Tally the lines below containing the word "Would" and give that total alone.

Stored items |
——

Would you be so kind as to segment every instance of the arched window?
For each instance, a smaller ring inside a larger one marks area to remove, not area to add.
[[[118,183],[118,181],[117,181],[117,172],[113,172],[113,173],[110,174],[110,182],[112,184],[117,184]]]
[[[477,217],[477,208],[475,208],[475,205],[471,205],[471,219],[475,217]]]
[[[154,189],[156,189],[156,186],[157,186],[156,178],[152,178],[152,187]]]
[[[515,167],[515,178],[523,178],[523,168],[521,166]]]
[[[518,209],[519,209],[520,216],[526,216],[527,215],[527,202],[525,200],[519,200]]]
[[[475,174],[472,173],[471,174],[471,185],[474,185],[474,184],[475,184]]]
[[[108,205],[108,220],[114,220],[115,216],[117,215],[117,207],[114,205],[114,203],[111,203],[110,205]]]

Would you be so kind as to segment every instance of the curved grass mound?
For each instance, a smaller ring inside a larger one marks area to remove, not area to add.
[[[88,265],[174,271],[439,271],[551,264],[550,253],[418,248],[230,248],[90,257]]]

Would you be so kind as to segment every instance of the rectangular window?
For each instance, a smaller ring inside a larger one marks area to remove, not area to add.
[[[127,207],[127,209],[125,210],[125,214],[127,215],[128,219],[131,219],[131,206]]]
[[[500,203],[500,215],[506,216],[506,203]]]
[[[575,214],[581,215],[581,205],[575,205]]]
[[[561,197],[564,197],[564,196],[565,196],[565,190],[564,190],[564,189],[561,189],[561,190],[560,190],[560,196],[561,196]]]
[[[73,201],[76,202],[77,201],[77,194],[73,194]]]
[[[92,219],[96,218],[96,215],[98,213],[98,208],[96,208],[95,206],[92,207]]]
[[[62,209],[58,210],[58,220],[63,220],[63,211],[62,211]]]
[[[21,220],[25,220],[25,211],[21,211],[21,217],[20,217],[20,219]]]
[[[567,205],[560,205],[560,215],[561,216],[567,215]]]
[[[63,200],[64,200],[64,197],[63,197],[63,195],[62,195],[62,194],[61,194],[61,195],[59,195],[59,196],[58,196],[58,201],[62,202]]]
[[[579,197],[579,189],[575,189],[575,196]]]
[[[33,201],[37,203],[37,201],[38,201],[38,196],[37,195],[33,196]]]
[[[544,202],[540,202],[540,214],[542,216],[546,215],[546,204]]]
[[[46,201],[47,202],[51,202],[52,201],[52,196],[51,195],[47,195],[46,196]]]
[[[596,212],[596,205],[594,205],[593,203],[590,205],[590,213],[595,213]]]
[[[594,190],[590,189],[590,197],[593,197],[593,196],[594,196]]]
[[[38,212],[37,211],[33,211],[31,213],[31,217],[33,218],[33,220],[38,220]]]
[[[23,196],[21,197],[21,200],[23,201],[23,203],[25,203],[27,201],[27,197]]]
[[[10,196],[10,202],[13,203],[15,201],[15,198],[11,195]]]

——

ANSWER |
3